**Dataset entries:**
---+---

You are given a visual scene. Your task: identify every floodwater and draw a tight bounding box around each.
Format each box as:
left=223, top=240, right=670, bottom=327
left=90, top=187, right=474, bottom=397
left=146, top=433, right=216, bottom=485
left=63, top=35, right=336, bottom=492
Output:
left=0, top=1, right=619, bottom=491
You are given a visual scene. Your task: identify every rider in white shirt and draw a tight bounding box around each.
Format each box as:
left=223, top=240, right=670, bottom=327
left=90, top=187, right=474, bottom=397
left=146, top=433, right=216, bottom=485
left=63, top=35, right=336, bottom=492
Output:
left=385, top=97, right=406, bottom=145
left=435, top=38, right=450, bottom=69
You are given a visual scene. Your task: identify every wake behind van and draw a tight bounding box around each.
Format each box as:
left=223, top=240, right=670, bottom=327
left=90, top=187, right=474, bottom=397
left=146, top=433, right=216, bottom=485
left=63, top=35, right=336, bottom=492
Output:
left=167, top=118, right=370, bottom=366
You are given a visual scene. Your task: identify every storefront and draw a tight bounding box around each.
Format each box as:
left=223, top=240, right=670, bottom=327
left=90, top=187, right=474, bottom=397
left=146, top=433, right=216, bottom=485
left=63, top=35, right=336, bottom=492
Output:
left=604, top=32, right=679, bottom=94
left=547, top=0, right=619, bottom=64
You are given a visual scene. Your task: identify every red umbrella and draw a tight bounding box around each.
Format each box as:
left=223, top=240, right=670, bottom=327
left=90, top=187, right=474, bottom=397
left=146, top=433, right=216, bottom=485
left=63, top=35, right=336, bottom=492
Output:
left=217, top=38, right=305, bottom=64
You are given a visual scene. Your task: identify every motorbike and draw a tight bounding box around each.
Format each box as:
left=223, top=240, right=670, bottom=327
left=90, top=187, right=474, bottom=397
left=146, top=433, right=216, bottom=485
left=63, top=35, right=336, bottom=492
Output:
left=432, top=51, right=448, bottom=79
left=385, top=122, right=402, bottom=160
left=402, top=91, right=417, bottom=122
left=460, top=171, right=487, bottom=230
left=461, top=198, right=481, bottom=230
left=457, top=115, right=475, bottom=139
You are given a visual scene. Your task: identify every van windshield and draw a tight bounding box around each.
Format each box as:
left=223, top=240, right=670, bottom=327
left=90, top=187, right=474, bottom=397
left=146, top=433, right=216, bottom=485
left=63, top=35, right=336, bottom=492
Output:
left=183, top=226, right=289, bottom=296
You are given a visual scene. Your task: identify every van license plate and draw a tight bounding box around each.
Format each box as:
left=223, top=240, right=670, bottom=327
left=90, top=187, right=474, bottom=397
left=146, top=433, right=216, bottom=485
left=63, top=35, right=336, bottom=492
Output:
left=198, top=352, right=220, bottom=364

---+---

**Problem to work on:** Each of the entries above is to be repeated exactly.

**Result of the task:**
You are given a visual scene. Your task: identify every floodwater and draw a tight bounding box around each.
Format each box as:
left=223, top=240, right=670, bottom=327
left=90, top=187, right=474, bottom=397
left=146, top=433, right=216, bottom=485
left=63, top=35, right=336, bottom=492
Output:
left=0, top=1, right=619, bottom=491
You are given a visual scene. Your task: identify every rider in white shirt and draw a tight bounding box around each.
Format each box as:
left=223, top=240, right=670, bottom=327
left=90, top=187, right=474, bottom=397
left=146, top=433, right=216, bottom=485
left=63, top=35, right=336, bottom=492
Output:
left=385, top=97, right=406, bottom=145
left=435, top=38, right=450, bottom=69
You are given a visual scene. Your task: identify every wake behind van and draw a tight bounding box around each.
Format each box as:
left=223, top=240, right=670, bottom=327
left=90, top=187, right=474, bottom=397
left=146, top=433, right=216, bottom=485
left=63, top=35, right=336, bottom=492
Output:
left=167, top=118, right=370, bottom=366
You are given a visual scene. Your task: identify every storefront and draw a tight bounding box around each.
Format each box as:
left=223, top=240, right=670, bottom=327
left=90, top=187, right=474, bottom=397
left=146, top=433, right=216, bottom=485
left=63, top=35, right=336, bottom=492
Output:
left=604, top=32, right=679, bottom=94
left=547, top=0, right=619, bottom=64
You are given a visual scene. Your task: identify every red umbrella and draw a tight bounding box around each.
Format each box as:
left=223, top=240, right=670, bottom=327
left=90, top=187, right=474, bottom=397
left=146, top=433, right=216, bottom=485
left=63, top=35, right=336, bottom=492
Output:
left=217, top=38, right=305, bottom=64
You are given a visual scene. Your task: identify every motorbike and draw a tight bounding box around each.
Format each box as:
left=223, top=240, right=670, bottom=327
left=90, top=187, right=474, bottom=397
left=146, top=433, right=216, bottom=485
left=63, top=35, right=336, bottom=492
Output:
left=432, top=51, right=448, bottom=79
left=385, top=122, right=402, bottom=160
left=402, top=91, right=417, bottom=122
left=460, top=171, right=487, bottom=230
left=461, top=198, right=481, bottom=230
left=457, top=115, right=475, bottom=139
You are given a visual scene. Your task: identify every van windshield and draw a tight bounding box around each.
Format each box as:
left=223, top=240, right=670, bottom=327
left=90, top=187, right=474, bottom=397
left=146, top=433, right=216, bottom=485
left=63, top=35, right=336, bottom=492
Output:
left=183, top=226, right=289, bottom=296
You are given a visual scene. Your task: identify every van license plate and draw a tight bounding box around each.
Format each box as:
left=223, top=240, right=670, bottom=327
left=90, top=187, right=474, bottom=397
left=146, top=433, right=216, bottom=485
left=63, top=35, right=336, bottom=492
Output:
left=198, top=352, right=220, bottom=364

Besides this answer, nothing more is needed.